▶ [DATA SHOWN]:

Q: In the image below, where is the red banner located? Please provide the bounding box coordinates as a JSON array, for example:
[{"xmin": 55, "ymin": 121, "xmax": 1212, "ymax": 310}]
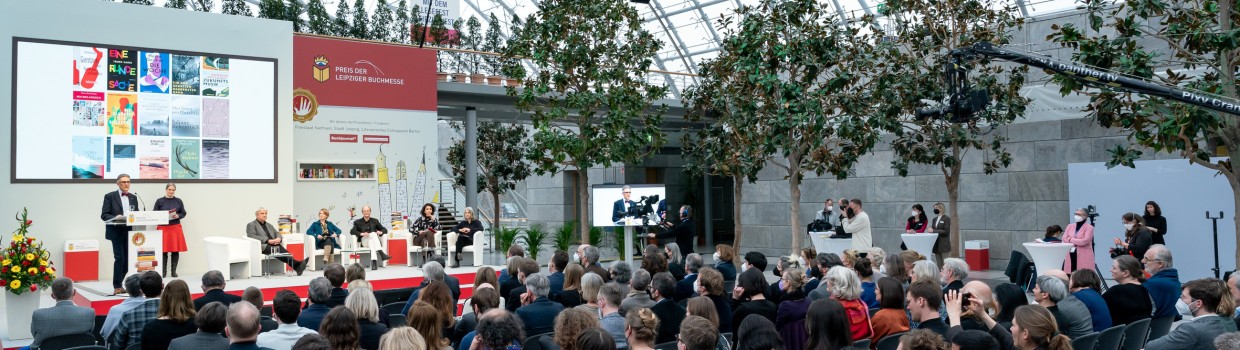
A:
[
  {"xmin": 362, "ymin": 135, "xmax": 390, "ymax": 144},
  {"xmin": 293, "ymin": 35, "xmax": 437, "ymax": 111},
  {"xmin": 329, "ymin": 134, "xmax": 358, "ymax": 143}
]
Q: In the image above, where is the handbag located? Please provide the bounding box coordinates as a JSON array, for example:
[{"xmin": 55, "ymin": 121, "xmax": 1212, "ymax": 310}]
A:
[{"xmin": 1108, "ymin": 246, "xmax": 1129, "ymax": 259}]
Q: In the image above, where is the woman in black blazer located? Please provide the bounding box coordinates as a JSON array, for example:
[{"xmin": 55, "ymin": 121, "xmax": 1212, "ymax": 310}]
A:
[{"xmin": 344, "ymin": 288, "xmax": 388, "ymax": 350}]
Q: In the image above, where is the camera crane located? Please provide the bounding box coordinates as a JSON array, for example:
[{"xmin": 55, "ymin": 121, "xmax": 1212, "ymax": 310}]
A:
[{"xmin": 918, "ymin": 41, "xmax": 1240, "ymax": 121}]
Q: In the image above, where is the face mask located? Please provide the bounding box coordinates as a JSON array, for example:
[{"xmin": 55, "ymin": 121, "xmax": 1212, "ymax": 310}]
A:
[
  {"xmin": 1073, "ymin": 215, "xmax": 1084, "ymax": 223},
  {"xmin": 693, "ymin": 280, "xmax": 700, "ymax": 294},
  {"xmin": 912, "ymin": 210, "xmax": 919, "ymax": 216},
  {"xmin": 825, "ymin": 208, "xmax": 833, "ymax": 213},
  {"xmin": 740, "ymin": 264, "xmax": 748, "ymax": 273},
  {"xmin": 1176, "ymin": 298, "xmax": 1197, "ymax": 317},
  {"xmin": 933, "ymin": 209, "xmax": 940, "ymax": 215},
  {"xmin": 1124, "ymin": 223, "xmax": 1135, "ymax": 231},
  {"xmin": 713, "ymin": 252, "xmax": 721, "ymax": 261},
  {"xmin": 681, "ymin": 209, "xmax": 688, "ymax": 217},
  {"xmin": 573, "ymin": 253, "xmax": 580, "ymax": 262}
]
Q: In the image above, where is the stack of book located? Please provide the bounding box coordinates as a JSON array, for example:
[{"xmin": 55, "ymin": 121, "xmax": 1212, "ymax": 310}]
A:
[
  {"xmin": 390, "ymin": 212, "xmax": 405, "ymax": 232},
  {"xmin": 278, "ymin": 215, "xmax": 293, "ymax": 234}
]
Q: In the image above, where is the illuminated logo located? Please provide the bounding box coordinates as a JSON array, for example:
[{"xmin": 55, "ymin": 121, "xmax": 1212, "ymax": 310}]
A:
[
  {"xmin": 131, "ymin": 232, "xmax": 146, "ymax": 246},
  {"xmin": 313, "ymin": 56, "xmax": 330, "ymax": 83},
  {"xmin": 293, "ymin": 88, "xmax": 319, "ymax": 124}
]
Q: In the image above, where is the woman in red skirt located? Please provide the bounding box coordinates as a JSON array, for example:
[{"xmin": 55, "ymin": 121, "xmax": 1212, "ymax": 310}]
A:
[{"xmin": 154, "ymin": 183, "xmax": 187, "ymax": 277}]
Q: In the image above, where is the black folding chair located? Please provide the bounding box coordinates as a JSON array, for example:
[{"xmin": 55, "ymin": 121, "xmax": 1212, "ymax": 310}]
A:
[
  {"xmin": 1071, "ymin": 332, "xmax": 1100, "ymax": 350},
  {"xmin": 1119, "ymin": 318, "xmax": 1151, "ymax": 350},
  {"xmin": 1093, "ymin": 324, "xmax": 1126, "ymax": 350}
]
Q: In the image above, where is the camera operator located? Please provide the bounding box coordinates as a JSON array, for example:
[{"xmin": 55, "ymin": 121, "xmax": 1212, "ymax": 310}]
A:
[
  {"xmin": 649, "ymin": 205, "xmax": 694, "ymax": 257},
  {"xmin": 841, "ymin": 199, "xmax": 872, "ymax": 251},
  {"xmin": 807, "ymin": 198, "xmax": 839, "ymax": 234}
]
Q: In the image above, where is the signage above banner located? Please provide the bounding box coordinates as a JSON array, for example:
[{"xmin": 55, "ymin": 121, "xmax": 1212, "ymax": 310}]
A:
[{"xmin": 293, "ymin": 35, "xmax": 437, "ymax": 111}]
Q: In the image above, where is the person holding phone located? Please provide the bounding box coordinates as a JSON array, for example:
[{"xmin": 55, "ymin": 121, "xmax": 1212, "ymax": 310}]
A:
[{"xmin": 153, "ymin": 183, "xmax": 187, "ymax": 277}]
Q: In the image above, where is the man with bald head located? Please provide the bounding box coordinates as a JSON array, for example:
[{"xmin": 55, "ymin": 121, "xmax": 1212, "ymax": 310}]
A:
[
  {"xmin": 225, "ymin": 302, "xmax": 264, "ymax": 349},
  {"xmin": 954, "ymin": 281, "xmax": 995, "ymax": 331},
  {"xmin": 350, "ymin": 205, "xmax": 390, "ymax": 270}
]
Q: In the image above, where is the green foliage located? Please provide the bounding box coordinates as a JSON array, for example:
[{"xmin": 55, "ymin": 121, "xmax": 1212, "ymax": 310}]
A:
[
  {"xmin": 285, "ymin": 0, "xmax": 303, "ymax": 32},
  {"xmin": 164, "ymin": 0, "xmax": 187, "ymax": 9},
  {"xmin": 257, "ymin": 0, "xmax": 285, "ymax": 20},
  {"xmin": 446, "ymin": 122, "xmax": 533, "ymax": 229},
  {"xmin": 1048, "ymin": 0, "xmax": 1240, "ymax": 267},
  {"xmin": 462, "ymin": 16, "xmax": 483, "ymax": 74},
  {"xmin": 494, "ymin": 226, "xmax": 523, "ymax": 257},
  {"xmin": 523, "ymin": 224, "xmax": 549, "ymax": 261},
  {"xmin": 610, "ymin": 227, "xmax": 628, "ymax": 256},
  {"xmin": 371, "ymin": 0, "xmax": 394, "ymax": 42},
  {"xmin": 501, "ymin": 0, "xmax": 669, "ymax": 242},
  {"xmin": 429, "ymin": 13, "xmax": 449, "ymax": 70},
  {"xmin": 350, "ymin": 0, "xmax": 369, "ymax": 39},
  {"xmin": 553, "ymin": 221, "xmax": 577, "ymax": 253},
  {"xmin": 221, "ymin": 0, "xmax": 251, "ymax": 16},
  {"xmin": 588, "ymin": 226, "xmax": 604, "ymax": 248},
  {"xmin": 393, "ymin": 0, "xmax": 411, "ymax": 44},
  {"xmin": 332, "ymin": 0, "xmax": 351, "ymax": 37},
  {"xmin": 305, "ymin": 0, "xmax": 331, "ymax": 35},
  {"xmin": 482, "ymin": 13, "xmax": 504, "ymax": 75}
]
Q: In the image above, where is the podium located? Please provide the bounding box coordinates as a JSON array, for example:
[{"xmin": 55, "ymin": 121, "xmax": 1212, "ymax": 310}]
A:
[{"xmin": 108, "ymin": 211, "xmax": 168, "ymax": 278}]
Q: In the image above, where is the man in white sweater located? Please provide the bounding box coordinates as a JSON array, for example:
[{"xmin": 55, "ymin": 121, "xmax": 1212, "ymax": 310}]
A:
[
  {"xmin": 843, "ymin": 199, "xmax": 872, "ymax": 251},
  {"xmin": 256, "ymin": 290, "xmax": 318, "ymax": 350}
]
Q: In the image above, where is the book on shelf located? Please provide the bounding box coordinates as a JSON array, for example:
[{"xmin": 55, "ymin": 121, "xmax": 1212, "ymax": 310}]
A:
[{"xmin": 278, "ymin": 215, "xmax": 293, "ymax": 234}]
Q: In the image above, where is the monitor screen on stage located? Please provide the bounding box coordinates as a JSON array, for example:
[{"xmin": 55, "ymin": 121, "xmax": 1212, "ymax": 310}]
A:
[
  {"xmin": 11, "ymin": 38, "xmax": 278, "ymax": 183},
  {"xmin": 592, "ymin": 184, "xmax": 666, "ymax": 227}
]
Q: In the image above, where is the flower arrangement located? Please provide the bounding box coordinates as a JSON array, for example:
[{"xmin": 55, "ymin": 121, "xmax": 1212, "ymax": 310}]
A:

▶ [TASK OBJECTIVE]: Output must match the lines from the start of the records above through the line that contains "Q: In the image above, where is the woman in black", exactly and with every picture removed.

▶ [OUTPUT FOR THIS TASK]:
Q: In the image below, where is the red banner located? Please provide the bounding box coordinates as a JSON array, for example:
[{"xmin": 55, "ymin": 121, "xmax": 1212, "ymax": 310}]
A:
[
  {"xmin": 362, "ymin": 135, "xmax": 390, "ymax": 144},
  {"xmin": 293, "ymin": 35, "xmax": 437, "ymax": 111},
  {"xmin": 329, "ymin": 134, "xmax": 358, "ymax": 143}
]
Q: In the image above, where is the handbag located? Please provide the bounding box coordinates as a JSON array, for example:
[{"xmin": 55, "ymin": 121, "xmax": 1212, "ymax": 310}]
A:
[{"xmin": 1108, "ymin": 246, "xmax": 1129, "ymax": 259}]
Q: In the image above, where is the woman in black blazer located? Please provide the bounding box coordinates as a JSON array, for example:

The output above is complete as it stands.